■ Listed entries ■
===

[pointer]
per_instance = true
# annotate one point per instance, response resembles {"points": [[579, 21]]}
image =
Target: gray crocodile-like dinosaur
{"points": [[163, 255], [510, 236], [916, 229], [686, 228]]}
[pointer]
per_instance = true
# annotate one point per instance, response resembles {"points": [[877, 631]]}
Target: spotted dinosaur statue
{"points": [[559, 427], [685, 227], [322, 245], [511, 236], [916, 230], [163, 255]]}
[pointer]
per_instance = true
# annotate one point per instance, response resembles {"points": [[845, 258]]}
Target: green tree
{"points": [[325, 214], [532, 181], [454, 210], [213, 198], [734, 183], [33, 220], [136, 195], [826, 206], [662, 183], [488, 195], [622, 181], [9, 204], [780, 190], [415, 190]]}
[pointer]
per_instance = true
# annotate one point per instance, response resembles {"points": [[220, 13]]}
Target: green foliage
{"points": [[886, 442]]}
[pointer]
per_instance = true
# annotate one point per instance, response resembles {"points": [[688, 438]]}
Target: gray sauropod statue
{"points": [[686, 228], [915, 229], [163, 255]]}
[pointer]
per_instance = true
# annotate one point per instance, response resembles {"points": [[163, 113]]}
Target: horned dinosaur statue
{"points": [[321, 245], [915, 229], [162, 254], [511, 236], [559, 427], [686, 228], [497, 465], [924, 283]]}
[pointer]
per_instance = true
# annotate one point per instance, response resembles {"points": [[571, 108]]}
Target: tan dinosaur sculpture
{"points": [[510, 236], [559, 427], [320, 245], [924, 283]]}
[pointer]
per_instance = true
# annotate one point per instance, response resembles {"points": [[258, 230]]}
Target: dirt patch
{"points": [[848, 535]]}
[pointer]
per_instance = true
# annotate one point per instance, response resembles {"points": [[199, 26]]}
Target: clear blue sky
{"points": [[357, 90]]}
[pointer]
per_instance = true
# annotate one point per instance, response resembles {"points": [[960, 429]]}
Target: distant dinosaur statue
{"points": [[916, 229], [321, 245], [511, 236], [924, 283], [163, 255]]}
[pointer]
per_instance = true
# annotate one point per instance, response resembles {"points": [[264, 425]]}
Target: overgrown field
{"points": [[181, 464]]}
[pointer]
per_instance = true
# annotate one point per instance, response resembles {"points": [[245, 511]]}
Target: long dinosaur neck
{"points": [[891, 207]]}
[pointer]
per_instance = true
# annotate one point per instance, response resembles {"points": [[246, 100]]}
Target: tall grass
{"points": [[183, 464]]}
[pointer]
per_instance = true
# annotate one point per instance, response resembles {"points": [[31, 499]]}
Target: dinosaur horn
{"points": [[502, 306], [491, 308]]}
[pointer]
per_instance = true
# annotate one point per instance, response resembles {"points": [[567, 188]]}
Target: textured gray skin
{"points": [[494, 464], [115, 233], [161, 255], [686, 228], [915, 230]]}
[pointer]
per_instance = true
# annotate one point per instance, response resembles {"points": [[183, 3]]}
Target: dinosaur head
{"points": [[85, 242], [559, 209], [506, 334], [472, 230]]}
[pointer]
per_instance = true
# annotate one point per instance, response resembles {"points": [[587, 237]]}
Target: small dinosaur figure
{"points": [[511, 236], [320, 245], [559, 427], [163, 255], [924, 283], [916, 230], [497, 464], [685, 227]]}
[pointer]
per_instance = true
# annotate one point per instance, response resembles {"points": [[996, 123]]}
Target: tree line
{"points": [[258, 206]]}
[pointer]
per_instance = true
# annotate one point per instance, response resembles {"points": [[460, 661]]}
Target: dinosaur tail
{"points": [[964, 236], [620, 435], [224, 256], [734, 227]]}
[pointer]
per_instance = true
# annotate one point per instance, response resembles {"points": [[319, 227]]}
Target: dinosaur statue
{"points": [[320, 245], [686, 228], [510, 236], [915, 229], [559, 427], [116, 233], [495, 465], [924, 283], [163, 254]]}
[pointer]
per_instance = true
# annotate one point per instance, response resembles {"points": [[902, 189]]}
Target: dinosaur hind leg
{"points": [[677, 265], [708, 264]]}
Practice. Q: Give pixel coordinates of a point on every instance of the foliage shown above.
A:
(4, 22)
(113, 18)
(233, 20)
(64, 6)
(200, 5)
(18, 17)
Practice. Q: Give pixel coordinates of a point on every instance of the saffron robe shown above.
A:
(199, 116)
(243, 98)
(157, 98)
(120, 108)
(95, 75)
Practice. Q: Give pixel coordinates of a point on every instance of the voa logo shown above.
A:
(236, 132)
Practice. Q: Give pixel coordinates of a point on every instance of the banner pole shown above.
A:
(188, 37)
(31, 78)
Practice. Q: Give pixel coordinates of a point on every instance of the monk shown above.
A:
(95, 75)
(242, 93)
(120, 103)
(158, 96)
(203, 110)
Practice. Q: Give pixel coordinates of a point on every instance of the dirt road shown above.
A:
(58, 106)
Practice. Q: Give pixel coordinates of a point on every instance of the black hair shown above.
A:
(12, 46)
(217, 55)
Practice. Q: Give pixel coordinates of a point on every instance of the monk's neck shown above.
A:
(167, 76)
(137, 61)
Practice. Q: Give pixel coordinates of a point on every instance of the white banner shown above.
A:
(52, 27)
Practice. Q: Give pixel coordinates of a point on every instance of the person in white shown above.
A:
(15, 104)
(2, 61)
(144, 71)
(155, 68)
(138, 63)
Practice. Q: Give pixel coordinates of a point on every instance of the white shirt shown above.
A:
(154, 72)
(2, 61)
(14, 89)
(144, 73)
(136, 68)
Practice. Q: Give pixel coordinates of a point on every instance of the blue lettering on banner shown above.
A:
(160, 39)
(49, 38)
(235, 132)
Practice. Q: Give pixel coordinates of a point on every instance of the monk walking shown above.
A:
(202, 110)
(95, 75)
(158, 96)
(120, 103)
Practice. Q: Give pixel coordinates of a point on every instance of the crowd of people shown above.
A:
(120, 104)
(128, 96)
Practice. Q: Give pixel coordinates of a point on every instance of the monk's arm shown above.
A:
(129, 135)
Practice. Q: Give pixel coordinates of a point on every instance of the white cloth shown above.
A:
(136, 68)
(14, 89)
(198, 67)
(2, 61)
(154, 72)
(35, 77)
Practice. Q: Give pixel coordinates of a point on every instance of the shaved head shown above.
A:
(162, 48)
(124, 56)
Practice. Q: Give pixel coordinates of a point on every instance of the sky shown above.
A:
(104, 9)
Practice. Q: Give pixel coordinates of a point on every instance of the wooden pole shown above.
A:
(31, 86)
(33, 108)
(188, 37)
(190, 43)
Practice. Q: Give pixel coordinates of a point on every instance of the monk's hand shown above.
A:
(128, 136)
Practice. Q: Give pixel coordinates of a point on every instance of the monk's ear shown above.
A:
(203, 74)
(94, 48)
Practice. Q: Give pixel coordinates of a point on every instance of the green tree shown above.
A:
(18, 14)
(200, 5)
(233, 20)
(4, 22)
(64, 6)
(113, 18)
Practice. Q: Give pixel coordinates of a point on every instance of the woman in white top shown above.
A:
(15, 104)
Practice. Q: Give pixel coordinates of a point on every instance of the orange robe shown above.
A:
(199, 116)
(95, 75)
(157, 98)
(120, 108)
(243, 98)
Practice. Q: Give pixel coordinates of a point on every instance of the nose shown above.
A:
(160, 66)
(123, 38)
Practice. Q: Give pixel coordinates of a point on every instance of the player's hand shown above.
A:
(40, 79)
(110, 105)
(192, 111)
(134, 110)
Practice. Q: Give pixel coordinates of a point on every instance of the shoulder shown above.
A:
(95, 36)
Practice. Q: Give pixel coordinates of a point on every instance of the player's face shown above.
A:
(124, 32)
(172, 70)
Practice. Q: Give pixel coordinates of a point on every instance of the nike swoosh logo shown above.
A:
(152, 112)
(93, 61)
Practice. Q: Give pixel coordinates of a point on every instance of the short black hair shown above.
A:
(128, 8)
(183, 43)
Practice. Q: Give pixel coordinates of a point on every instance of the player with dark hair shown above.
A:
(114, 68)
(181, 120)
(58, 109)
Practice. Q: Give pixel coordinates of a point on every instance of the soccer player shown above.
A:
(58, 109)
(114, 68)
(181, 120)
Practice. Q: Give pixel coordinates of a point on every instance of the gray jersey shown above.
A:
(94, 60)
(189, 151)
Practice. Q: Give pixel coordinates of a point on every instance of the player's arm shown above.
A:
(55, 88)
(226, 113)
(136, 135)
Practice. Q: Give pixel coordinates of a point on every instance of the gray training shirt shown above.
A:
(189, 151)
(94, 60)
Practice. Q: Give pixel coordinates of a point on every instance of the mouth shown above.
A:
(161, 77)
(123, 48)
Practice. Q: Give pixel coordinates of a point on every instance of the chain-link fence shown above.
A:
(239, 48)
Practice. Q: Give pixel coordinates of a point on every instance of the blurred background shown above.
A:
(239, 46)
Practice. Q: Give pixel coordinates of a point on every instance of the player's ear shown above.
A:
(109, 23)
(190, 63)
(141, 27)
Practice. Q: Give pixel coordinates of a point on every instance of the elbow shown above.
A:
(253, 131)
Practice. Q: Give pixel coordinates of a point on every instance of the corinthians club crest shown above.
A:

===

■ Instructions for the task ■
Gather each line of the listing containing the word "hand" and show it.

■ Task result ■
Practice. Q: Give pixel coordinates of a point on every instance of the monk's hand shown above.
Practice. Q: Give pixel coordinates of a point on every instance of the player's hand shown above.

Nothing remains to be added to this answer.